(Stored items)
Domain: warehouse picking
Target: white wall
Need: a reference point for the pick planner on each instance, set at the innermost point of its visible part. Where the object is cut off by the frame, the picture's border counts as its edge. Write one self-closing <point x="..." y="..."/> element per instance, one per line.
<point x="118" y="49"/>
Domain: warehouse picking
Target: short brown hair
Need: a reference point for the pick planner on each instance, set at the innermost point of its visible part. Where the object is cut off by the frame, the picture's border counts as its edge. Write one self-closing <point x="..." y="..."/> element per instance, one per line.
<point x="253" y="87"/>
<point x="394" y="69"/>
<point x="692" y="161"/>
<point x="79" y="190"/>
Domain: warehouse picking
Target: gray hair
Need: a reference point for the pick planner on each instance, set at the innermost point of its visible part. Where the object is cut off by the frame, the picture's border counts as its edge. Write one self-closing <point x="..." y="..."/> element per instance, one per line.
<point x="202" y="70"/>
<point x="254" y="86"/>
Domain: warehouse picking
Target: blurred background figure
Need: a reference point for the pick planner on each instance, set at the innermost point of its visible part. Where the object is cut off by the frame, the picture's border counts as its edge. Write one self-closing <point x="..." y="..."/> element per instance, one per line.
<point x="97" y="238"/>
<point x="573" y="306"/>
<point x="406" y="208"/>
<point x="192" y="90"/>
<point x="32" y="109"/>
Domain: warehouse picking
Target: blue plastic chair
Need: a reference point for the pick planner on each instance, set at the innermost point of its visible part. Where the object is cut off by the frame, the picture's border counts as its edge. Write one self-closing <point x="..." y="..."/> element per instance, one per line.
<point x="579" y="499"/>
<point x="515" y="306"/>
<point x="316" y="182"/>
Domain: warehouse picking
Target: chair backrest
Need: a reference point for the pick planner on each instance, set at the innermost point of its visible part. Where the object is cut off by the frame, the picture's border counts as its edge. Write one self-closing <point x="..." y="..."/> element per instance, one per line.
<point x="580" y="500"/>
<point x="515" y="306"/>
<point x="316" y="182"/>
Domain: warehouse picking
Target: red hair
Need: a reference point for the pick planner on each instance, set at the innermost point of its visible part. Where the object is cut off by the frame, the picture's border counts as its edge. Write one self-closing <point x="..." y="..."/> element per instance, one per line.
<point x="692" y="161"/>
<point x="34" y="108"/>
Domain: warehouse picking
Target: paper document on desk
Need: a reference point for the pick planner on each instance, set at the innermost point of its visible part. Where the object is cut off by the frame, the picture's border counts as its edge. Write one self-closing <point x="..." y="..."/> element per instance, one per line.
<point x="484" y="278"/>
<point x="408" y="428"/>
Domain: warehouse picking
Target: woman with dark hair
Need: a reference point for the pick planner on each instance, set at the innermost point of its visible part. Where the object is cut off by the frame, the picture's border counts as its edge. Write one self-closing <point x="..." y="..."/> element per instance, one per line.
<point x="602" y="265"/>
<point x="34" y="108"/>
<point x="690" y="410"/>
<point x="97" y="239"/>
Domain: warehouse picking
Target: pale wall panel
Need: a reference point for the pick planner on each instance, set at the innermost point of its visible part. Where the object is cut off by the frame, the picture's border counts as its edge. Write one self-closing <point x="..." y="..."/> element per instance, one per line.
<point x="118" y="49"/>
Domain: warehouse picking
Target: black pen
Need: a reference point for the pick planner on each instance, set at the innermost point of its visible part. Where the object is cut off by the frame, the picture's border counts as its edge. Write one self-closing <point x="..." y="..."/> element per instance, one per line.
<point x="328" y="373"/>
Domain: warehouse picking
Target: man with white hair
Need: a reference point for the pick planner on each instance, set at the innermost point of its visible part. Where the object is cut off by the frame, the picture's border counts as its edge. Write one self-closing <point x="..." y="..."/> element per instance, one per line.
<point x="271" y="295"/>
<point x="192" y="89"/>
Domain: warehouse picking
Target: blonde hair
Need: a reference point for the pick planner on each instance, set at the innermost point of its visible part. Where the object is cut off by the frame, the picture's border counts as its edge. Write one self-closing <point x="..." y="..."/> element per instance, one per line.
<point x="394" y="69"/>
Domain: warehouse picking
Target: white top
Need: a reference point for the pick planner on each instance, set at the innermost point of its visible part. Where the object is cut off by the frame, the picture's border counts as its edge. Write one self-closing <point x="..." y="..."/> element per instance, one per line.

**GIVEN PROBLEM:**
Every record above should be output exactly.

**WRITTEN SOLUTION:**
Domain: warehouse picking
Target: white wall
Need: a reference point for the pick planner on each instance, set at the innermost point of its visible part. Where the object is cut off by the frame, the picture's border counts as its edge. Write one self-closing <point x="..." y="..."/> element per instance, one per line.
<point x="118" y="49"/>
Domain: warehouse picking
Target: short brown hair
Need: a reference point for the pick planner on each instance, set at the innermost point of its visible part. Where the object is cut off by the frame, the picture's border counts as its edge. Write one self-closing <point x="..." y="..."/> element per instance, one per line.
<point x="253" y="87"/>
<point x="394" y="69"/>
<point x="692" y="161"/>
<point x="79" y="190"/>
Domain: warehouse picking
Target: gray hair
Need: a reference point for the pick planner on each instance, set at the innermost point of its visible part. Where the object is cut off by the frame, the picture's border counts as its edge. Write one self-closing <point x="..." y="..."/> element per instance, one per line.
<point x="202" y="70"/>
<point x="254" y="86"/>
Domain: warehouse picking
Target: blurred background figure
Need: a reference point for the pick planner on each instance, set at the innermost point of its visible part. Where the object is cut off by the frame, the picture's border counts as its edge. Write one self-closing <point x="..." y="..."/> element per instance, one per line.
<point x="97" y="238"/>
<point x="573" y="306"/>
<point x="406" y="208"/>
<point x="192" y="90"/>
<point x="32" y="109"/>
Domain: warehouse picking
Target: blue plastic chair
Need: a reference point for the pick planner on each instance, set at the innermost point of its visible part. Where the object is cut off by the frame, the picture's border counts as its edge. Write one self-closing <point x="..." y="..."/> element per instance, one per line.
<point x="579" y="499"/>
<point x="515" y="306"/>
<point x="316" y="182"/>
Domain: warehouse picking
Target: chair backrest
Need: a reference point for the pick planner on each instance, set at the innermost point of its visible part. Where the object is cut off by the frame, the picture's border counts as its edge. Write one self-closing <point x="..." y="..."/> element per instance, one per line.
<point x="580" y="500"/>
<point x="515" y="306"/>
<point x="316" y="182"/>
Domain: warehouse picking
Target: red hair
Need: a reference point for the pick planner on each instance, set at the innermost point of its visible part. Where the object is cut off by the frame, the picture's border counts as its edge. Write one self-closing <point x="..." y="..."/> element per instance, one per line.
<point x="692" y="161"/>
<point x="34" y="108"/>
Domain: warehouse picking
Target: paper document on desk
Need: a reference point for the pick planner on each instance, set at the innermost point of its visible part. Where the object is cut off by the frame, the picture's border counts as its edge. Write one self-closing <point x="..." y="..."/> element per instance, one per line.
<point x="484" y="278"/>
<point x="408" y="428"/>
Domain: warehouse picking
Target: woman with dark hair
Need: a reference point for the pick planner on each instance, set at the innermost point of its visible part. Where the object is cut off by the frame, the picture's border counts as its edge. Write one self-closing <point x="..." y="..."/> element per instance, one per line.
<point x="602" y="265"/>
<point x="34" y="108"/>
<point x="690" y="410"/>
<point x="97" y="239"/>
Domain: warehouse picking
Target: pale wall panel
Need: a reference point for the pick planner on each instance, set at the innermost point of its visible part. Where the object is cut off by the frame, the picture's border counts as its edge. Write one self-closing <point x="..." y="..."/> element per instance, one per line.
<point x="118" y="49"/>
Domain: warehouse picking
Target: black pen
Need: a reference point for the pick planner on each instance, set at the innermost point of its visible part. Where the object is cut off by the frame, the picture's border counts as its edge. Write one self-closing <point x="..." y="..."/> element per instance, one per line.
<point x="328" y="373"/>
Domain: warehouse picking
Target: man with white hair
Need: a reference point for the pick planner on each instance, set at the innermost point of its visible part. Where the object is cut off by the frame, the picture's border counts as its edge. Write one self-closing <point x="..." y="..."/> element per instance, one per line.
<point x="271" y="295"/>
<point x="192" y="89"/>
Domain: warehouse picking
Target: blonde hair
Need: a reference point for the pick planner on each instance, set at the innermost point of its visible part. Where the object is cut off by the frame, the picture's border counts as its edge. Write one self-closing <point x="..." y="..."/> element per instance, one per line.
<point x="394" y="69"/>
Domain: warehouse picking
Target: white top
Need: a reference point for the pick planner on each instance, set at the innermost point of its visible part. Where the object is cut off by the frame, the picture's border counts as its edge. Write one self-closing <point x="..." y="..."/> element per instance, one per line.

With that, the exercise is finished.